# ACTIVITIES
1: In the dialogue, how many smaller drives were pointed in on each other in place of one large Tarkowski drive?
2: Carry on the dialogue about the Psychopomp from its final line, keeping the same short spoken lines.

Some form of the afterlife?
- Yes and no.
It's just "afterlife" is--
- Unscientific?
Irrational?
Arbitrary?
- Okay, yes, whatever
you wanna call it.
I think what we did in there
is gonna change the world.
- What happened, man?
- I grew up.
I grew up.
But I need your help on this.
I need you to help me table this
and get it out to the world.
- I can't be involved
with something like this.
- I need your eyes on this one.
Okay?
Imagine what we can discover.
No.
Imagine what you can discover.
- I'm impressed.
- Thank you.
- Not just with what you've
done but how you got there.
Tarkowski drive was designed
to be one large drive
that can bend time
and space inside it.
But you took four smaller ones
and pointed them
in on each other.
- Making them more powerful
than the large one.
- Exponentially.
Is that your idea?
- Yeah.
- How'd you come up with it?
- I don't know.
Same way I always do.
Big ideas don't seem so
big when you break them up
into small pieces.
Look at them from a
different point of view.
I guess...
I've always looked at things
from a slightly
skewed perspective.
- Hey, dad, it's me.
Guess you're busy.
Missed you.
I know we haven't
talked in awhile.
Last time we did,
I didn't...
So anyways,
I have something really
important going on.
I think that you'd
like to talk about it.
So when you get this
just give me a call
and I'd love to chat.
Okay.
So yeah.
Okay.
Bye.
- You know, you're nothing
like Louis said you were.
- And how did Louis say I was?
- Fun.
What happened to that guy?
- Wow.
First of all, thank you.
- Welcome.
- Second,
I'm fun.
Ish.
It's not exactly like
we're having a party here.
I know Louis.
He's a brilliant physicist,
but this wasn't his idea.
Why this?
- When I was eight,
something happened.
I don't want to go
into too much detail.
But there were
several people that...
- It's okay.
Whatever happened, I'm sorry.
- I think she's a Psychopomp.
A guide of souls.
- Like an angel?
- No.
Don't get them confused,
they're not the same thing.
An angel is believed
to be a celestial being
that can take many forms.
A Psychopomp is
strictly a guide.
Not an entity that
makes judgment.
Their only purpose is
to guide the deceased
safely to the other side.
Spirits, deities,
whatever you wanna call them.

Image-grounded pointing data
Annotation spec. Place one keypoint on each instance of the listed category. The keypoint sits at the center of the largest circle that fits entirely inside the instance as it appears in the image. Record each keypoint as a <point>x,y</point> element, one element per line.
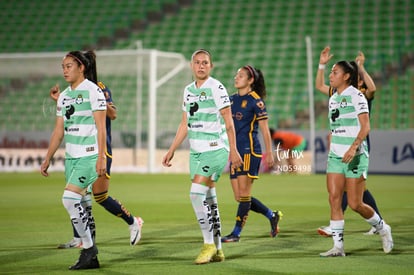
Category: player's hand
<point>360,59</point>
<point>166,160</point>
<point>54,92</point>
<point>325,55</point>
<point>235,160</point>
<point>101,166</point>
<point>44,167</point>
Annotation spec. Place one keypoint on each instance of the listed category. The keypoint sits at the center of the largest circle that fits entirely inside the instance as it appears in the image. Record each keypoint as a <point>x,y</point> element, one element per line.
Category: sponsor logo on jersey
<point>202,97</point>
<point>343,103</point>
<point>79,99</point>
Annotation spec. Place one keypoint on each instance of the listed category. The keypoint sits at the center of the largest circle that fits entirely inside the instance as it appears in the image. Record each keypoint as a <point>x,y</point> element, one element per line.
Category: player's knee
<point>101,197</point>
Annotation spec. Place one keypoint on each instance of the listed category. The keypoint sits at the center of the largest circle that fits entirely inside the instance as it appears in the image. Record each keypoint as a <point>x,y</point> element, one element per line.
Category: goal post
<point>146,84</point>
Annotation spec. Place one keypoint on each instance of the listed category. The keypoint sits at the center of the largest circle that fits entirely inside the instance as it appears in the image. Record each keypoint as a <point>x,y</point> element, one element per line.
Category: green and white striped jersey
<point>206,129</point>
<point>343,114</point>
<point>77,107</point>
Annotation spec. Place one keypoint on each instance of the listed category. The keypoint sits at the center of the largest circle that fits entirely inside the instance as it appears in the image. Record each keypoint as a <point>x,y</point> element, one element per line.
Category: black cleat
<point>274,221</point>
<point>87,260</point>
<point>230,239</point>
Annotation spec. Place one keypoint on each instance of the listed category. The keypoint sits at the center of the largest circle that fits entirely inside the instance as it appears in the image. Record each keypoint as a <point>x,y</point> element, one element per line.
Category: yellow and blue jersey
<point>247,110</point>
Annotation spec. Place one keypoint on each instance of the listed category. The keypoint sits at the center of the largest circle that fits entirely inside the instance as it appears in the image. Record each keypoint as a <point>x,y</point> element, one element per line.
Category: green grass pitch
<point>34,221</point>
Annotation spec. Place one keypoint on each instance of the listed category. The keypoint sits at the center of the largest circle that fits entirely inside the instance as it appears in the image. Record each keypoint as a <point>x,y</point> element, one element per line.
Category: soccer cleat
<point>87,260</point>
<point>206,254</point>
<point>372,231</point>
<point>325,231</point>
<point>274,223</point>
<point>387,242</point>
<point>218,257</point>
<point>230,239</point>
<point>74,243</point>
<point>334,252</point>
<point>135,230</point>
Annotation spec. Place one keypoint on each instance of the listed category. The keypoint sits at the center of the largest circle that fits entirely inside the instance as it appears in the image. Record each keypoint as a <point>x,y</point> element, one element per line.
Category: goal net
<point>146,86</point>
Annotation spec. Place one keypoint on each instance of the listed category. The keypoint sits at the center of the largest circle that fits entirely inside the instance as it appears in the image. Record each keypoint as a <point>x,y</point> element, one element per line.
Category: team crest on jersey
<point>202,96</point>
<point>343,103</point>
<point>79,99</point>
<point>260,104</point>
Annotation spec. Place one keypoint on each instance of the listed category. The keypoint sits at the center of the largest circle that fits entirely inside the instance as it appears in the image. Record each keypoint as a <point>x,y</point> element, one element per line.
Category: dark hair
<point>87,59</point>
<point>201,51</point>
<point>91,72</point>
<point>350,68</point>
<point>258,80</point>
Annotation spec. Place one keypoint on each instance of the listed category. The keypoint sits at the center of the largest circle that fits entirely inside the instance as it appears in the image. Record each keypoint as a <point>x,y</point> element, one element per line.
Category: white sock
<point>202,211</point>
<point>212,201</point>
<point>72,202</point>
<point>87,206</point>
<point>376,221</point>
<point>337,228</point>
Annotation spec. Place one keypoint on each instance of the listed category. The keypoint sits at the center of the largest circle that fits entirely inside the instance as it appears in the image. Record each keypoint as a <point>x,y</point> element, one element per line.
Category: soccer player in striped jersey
<point>249,114</point>
<point>80,121</point>
<point>101,186</point>
<point>348,157</point>
<point>367,86</point>
<point>206,121</point>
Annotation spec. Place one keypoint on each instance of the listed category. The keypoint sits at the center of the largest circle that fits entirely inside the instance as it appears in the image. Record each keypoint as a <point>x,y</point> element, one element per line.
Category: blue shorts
<point>251,167</point>
<point>208,164</point>
<point>355,169</point>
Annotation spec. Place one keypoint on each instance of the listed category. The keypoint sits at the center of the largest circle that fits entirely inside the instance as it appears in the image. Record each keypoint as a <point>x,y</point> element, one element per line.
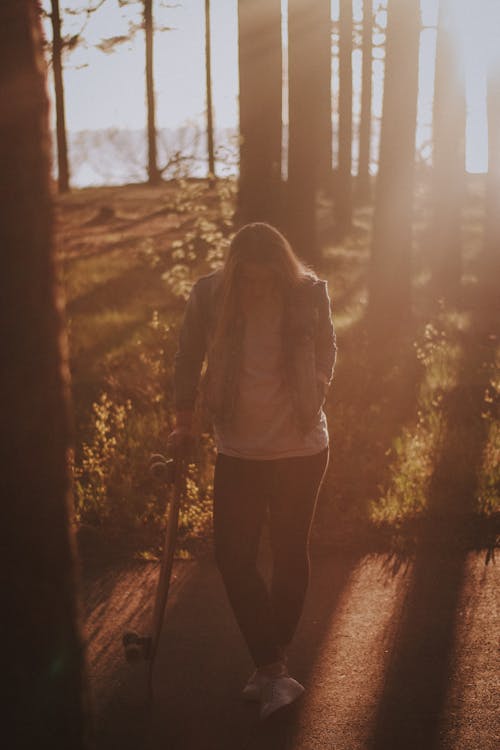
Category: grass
<point>401,419</point>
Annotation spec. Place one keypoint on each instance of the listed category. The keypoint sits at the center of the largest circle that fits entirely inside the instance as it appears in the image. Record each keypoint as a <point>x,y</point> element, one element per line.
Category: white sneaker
<point>254,687</point>
<point>279,692</point>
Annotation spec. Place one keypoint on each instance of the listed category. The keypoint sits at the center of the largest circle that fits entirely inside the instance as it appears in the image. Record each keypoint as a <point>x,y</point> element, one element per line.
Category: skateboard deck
<point>146,646</point>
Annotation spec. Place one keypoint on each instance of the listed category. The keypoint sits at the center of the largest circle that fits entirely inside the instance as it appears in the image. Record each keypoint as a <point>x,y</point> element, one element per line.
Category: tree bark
<point>363,182</point>
<point>323,55</point>
<point>392,229</point>
<point>42,661</point>
<point>305,36</point>
<point>62,145</point>
<point>343,191</point>
<point>448,157</point>
<point>260,104</point>
<point>208,74</point>
<point>491,265</point>
<point>154,175</point>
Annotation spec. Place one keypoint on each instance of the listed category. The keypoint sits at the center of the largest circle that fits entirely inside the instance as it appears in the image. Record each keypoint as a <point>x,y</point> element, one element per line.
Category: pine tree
<point>390,269</point>
<point>42,660</point>
<point>260,102</point>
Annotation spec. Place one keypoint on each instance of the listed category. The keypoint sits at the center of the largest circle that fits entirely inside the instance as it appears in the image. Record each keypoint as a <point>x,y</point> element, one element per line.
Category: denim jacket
<point>309,347</point>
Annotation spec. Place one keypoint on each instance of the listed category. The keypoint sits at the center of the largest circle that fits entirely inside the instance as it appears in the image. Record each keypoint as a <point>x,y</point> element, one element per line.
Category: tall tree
<point>343,190</point>
<point>448,155</point>
<point>492,228</point>
<point>260,102</point>
<point>42,658</point>
<point>363,186</point>
<point>392,228</point>
<point>307,105</point>
<point>208,74</point>
<point>62,145</point>
<point>323,87</point>
<point>154,174</point>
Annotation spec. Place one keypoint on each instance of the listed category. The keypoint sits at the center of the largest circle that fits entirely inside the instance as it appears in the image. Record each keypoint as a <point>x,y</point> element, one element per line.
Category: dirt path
<point>391,658</point>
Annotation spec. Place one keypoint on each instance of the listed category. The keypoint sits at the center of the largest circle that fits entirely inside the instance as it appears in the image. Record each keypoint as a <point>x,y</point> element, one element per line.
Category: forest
<point>376,189</point>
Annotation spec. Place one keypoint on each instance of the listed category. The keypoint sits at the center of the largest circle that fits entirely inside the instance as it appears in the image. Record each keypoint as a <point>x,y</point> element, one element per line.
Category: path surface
<point>392,657</point>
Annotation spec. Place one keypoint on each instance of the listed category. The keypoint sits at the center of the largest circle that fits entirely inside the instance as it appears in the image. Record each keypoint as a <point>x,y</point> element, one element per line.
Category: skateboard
<point>169,476</point>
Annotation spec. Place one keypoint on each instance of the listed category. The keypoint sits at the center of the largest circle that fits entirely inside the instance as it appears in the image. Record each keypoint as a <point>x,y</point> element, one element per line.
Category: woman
<point>264,321</point>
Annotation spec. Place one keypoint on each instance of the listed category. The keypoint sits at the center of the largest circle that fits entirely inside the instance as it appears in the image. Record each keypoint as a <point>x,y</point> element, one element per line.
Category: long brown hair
<point>256,243</point>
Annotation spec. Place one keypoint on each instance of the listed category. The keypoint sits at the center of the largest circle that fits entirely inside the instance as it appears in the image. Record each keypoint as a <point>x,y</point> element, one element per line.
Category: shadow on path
<point>201,668</point>
<point>410,712</point>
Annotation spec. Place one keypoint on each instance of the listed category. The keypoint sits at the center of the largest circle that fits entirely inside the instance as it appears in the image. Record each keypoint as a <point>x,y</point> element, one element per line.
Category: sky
<point>107,90</point>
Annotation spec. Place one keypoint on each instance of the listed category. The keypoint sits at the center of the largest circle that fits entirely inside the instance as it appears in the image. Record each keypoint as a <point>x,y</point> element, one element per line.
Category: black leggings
<point>244,491</point>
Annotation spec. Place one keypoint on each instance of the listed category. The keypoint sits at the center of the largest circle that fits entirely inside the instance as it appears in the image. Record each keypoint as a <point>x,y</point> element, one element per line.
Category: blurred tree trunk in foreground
<point>42,664</point>
<point>260,100</point>
<point>343,183</point>
<point>154,175</point>
<point>492,230</point>
<point>390,266</point>
<point>208,75</point>
<point>448,156</point>
<point>363,186</point>
<point>62,145</point>
<point>306,105</point>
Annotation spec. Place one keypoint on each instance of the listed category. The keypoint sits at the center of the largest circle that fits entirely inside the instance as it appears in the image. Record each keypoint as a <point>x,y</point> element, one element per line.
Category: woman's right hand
<point>181,440</point>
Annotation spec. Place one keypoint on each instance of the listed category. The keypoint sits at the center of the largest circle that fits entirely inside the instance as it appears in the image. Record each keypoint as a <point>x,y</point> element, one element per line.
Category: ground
<point>397,647</point>
<point>391,655</point>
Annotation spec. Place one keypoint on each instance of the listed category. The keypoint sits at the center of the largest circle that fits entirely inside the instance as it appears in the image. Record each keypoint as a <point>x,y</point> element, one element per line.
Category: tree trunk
<point>363,183</point>
<point>448,157</point>
<point>323,55</point>
<point>343,190</point>
<point>208,72</point>
<point>305,37</point>
<point>42,661</point>
<point>62,145</point>
<point>491,265</point>
<point>260,101</point>
<point>392,230</point>
<point>154,175</point>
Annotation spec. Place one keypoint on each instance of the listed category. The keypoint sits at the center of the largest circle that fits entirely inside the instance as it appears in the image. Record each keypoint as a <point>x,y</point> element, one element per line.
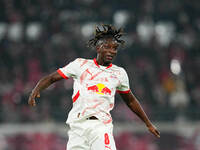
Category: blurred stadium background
<point>161,56</point>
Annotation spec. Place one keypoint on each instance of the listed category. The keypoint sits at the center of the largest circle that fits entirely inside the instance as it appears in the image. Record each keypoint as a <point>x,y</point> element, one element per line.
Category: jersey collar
<point>95,61</point>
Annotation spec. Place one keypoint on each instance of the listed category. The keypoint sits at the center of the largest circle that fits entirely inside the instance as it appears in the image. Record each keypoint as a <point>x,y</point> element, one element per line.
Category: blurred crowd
<point>161,54</point>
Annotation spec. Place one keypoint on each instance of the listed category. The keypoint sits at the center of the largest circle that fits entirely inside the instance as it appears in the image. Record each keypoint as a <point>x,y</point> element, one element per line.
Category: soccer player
<point>95,83</point>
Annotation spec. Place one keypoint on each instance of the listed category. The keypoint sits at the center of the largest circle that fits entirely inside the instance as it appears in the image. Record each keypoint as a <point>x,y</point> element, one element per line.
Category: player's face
<point>107,51</point>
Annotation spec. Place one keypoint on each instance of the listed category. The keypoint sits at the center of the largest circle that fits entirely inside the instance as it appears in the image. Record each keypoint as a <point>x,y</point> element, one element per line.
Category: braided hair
<point>108,31</point>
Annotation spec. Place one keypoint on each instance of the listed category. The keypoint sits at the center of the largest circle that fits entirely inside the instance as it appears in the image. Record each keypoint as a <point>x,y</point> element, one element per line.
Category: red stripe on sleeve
<point>76,97</point>
<point>124,92</point>
<point>62,74</point>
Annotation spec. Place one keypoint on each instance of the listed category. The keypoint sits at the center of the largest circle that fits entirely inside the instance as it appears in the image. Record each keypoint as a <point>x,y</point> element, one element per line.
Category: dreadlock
<point>108,31</point>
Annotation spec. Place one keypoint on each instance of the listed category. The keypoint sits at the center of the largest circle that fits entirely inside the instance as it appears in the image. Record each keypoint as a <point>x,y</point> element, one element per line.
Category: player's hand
<point>31,99</point>
<point>154,131</point>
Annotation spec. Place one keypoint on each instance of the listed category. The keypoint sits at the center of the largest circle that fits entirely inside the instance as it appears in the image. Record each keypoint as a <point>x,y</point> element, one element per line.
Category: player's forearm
<point>135,106</point>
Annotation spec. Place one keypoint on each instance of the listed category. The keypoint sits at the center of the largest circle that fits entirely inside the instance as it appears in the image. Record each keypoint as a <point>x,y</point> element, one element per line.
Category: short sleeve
<point>70,70</point>
<point>124,86</point>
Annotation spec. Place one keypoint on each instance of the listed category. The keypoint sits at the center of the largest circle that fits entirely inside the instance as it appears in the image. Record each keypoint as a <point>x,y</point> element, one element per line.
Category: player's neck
<point>101,62</point>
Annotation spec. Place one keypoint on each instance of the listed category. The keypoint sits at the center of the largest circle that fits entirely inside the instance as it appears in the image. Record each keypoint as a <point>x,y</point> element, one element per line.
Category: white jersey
<point>94,88</point>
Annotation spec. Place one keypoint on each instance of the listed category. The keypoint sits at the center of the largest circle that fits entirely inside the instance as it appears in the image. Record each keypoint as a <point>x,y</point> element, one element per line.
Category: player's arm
<point>43,84</point>
<point>135,106</point>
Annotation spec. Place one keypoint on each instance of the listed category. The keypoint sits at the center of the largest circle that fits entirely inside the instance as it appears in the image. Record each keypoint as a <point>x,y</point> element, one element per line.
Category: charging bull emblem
<point>100,89</point>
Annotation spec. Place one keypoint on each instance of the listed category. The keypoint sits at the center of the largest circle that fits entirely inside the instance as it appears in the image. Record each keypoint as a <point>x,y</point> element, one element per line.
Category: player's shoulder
<point>116,67</point>
<point>82,61</point>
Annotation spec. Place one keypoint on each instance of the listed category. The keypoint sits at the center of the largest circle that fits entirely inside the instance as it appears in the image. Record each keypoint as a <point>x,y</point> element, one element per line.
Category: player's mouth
<point>110,58</point>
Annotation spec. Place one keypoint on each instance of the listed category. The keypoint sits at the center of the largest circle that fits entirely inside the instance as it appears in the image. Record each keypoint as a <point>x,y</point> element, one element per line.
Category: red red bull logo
<point>100,89</point>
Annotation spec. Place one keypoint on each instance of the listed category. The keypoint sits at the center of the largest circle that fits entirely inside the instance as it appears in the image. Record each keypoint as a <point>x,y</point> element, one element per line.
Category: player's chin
<point>109,59</point>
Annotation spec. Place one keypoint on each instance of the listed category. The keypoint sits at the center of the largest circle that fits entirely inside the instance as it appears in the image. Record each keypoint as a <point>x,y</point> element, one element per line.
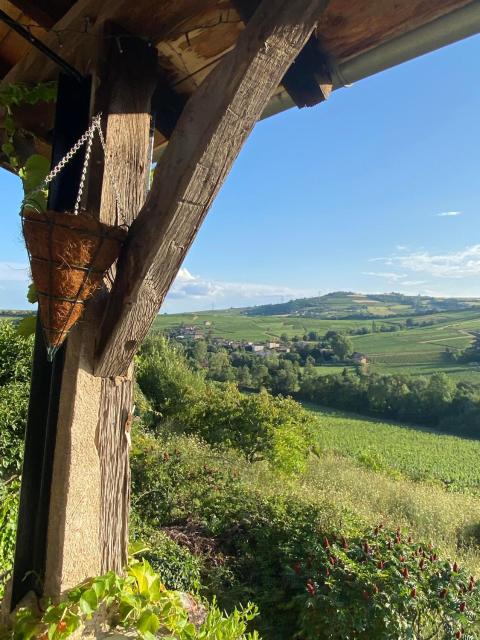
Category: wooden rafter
<point>40,14</point>
<point>212,129</point>
<point>300,81</point>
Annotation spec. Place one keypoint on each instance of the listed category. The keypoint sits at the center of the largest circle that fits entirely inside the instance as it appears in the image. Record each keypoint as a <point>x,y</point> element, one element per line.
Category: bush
<point>15,365</point>
<point>384,586</point>
<point>138,604</point>
<point>257,533</point>
<point>177,567</point>
<point>259,425</point>
<point>9,496</point>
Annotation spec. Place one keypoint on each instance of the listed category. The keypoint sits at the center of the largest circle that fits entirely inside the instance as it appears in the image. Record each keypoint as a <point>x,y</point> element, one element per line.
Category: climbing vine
<point>138,602</point>
<point>15,95</point>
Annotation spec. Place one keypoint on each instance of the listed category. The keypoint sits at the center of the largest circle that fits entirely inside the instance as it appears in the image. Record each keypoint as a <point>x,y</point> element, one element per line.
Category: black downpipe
<point>71,121</point>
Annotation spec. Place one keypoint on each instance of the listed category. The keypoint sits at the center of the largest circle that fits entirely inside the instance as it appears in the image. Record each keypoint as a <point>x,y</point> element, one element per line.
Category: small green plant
<point>9,496</point>
<point>383,585</point>
<point>12,96</point>
<point>137,602</point>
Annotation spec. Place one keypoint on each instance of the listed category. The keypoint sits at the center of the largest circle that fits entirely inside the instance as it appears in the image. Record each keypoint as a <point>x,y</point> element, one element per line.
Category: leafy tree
<point>341,344</point>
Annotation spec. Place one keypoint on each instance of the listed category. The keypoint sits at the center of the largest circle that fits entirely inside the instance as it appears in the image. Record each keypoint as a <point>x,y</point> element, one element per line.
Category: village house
<point>359,358</point>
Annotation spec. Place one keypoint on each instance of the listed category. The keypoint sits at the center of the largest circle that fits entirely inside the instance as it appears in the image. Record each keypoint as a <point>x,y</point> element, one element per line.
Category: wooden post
<point>88,522</point>
<point>71,120</point>
<point>212,129</point>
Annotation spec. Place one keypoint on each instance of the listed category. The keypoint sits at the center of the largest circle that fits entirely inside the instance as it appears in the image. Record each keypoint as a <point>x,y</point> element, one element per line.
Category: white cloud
<point>394,277</point>
<point>413,283</point>
<point>457,264</point>
<point>188,287</point>
<point>13,272</point>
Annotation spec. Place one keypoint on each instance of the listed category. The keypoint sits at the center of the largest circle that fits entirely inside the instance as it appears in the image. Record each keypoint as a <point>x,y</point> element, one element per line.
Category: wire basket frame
<point>69,256</point>
<point>69,253</point>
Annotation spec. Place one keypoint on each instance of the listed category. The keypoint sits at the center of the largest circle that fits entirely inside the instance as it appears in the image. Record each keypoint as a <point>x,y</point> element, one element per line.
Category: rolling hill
<point>345,305</point>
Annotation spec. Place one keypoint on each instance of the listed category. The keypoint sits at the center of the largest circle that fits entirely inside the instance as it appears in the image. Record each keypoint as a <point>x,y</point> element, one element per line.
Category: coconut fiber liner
<point>69,256</point>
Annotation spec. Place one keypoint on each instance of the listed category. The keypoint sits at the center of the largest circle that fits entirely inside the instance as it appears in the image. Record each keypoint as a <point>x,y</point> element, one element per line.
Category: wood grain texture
<point>212,129</point>
<point>125,96</point>
<point>351,27</point>
<point>113,445</point>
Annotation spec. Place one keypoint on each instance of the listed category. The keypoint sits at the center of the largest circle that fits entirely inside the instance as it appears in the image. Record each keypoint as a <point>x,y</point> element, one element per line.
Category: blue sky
<point>376,190</point>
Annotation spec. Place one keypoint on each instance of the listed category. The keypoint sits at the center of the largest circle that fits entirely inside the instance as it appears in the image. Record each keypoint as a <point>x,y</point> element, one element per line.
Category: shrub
<point>382,585</point>
<point>257,532</point>
<point>9,495</point>
<point>177,567</point>
<point>259,425</point>
<point>15,365</point>
<point>137,603</point>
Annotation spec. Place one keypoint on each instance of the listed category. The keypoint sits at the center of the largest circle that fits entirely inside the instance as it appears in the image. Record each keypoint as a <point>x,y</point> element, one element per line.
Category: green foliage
<point>382,585</point>
<point>340,343</point>
<point>248,535</point>
<point>138,602</point>
<point>415,453</point>
<point>177,567</point>
<point>9,496</point>
<point>15,365</point>
<point>259,425</point>
<point>436,401</point>
<point>12,96</point>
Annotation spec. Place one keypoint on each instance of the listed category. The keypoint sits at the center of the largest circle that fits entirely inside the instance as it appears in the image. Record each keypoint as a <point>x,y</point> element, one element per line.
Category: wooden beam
<point>31,544</point>
<point>88,525</point>
<point>167,106</point>
<point>212,129</point>
<point>300,81</point>
<point>43,16</point>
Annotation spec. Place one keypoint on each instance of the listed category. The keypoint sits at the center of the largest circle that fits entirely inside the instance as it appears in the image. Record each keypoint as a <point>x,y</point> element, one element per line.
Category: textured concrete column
<point>73,550</point>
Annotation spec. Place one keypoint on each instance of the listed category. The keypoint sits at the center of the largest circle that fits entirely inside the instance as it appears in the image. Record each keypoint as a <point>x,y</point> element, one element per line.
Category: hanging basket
<point>69,257</point>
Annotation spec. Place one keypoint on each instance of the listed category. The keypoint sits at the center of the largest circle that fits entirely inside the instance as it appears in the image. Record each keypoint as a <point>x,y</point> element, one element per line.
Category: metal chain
<point>66,159</point>
<point>86,138</point>
<point>88,151</point>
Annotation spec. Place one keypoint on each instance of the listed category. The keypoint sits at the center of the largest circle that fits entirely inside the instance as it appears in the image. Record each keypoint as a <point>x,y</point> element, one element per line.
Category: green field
<point>417,454</point>
<point>233,325</point>
<point>415,351</point>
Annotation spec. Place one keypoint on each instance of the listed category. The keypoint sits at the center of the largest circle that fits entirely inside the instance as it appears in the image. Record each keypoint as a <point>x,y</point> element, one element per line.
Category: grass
<point>416,454</point>
<point>428,512</point>
<point>426,482</point>
<point>415,351</point>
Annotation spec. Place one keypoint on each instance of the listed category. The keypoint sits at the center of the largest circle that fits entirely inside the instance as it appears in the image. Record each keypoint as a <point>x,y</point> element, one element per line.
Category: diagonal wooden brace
<point>214,125</point>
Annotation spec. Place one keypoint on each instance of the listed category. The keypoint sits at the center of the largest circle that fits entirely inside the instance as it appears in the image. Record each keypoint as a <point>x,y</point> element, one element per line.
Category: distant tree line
<point>435,401</point>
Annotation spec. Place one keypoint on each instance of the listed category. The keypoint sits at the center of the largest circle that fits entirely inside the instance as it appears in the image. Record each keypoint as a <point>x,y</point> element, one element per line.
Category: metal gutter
<point>452,27</point>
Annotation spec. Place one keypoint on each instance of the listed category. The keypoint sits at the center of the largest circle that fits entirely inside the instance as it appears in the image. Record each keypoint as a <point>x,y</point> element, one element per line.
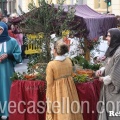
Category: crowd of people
<point>59,74</point>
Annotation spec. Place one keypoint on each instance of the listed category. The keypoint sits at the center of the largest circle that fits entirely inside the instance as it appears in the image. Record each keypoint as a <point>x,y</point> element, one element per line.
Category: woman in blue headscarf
<point>10,54</point>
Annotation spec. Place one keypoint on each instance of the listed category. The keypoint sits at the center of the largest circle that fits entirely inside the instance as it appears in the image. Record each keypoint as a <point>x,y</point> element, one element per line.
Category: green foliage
<point>48,19</point>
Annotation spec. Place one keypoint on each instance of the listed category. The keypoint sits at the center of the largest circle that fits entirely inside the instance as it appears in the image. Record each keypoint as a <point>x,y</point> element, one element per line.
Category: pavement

# ANSWER SECTION
1: Four.

2:
The Greeks had Charon
who would ferry souls
across the river sticks.
Romans had Mercury.
Egyptians had Anubis.
The Hindus had Yama,
the God of Death.
They were all
believed to take souls
from one existence to the other.
And now we can add Dina
Taylor to the list.
- So why a group?
Couldn't you get
the same results
by just murdering one person?
- Euthanizing.
- This isn't
Switzerland, but sure.
- A single soul has no
problem finding the light.
When a group passes,
like in a plane crash,
a fire or battle,
the souls get confused, lost.
They need a guide.
- Calvin 27.
Used to medically induce a coma.
- Take a few drops, you're
out for a few hours.
A larger dose,
everything shuts down.
- It's quick and painless.
- Your disapproval
of our methods,
it doesn't bother me.
This is my life's work.
I always knew this
discovery was out there.
I just had to prove it.
- An expensive discovery.
- Don't imply that I used Louis
and his inheritance to do this.
You guys used to be close
but you haven't been
around for awhile.
- I'm here to support a friend.
Observe, give a scientific
opinion if need be.
That is all.
What am I doing here?
- I'm not supposed to be here.
- Where are you supposed to be?
- Not here.
- I need to tell
them you're awake.
- No.
- Why?
- They trapped me.
- Okay.
I won't wake them.
What's your name?
Can you remember your name?
Are you...
dead?
How did you get here?
Do you remember that?
Do you remember
where you came from?
Do you remember what you were
doing before you came here?
- I was guiding the others.
- What others?
- The others that
passed on here.
There were four of them.
I have to bring them home.
- What's home?
Where is home?
Can you describe it for me?
Please, anything.
Have you done this before?
Do you take people somewhere?
Where do you take them? Please.
I'm sorry for asking
so many questions.
- Hey, wake up!
- No, no, no!
Hey! Hey! Hey!
Hey, I'm Louis.
What's your name?
Where are you from?
- What the fuck? Why
didn't you tell us?
- I'm sorry, everything
happened so fast.
Louis was asleep.
- Isaac, what did she say?
- That she
shouldn't be here.
- What else?
- That she came for the others,
the ones you put down.
- I knew it.
What else did she say?
- That was it.
- Was it?
- I'm not hiding
anything from you.
- You're here to help give
your scientific opinion,
not interview--
- Alex! Alex!
Let's talk.
- If you don't
trust me, I'll go.
- No, no, no, no.
I need you here.
I don't know where this is going
but outside of Alex, you're
the only one that I trust.
But this is our experiment
and you do not keep us
from a major breakthrough.
- Did you ever think she
didn't want to talk to you?
- What does that mean?
- She said you captured her.
- She?
She was a junkie.
A suicidal junkie.
- Who has been places
we can only imagine.
Maybe this is something
we can't figure out.
Or shouldn't.
- No, I have to figure this out.
I don't have a choice.
- We always have a choice.
- I'm broke.
- What?
- Trust fund's empty.
I put everything
that I had into this.
The house,
the investments.
They're all gone.
Why do you think the place
looks like such a mess?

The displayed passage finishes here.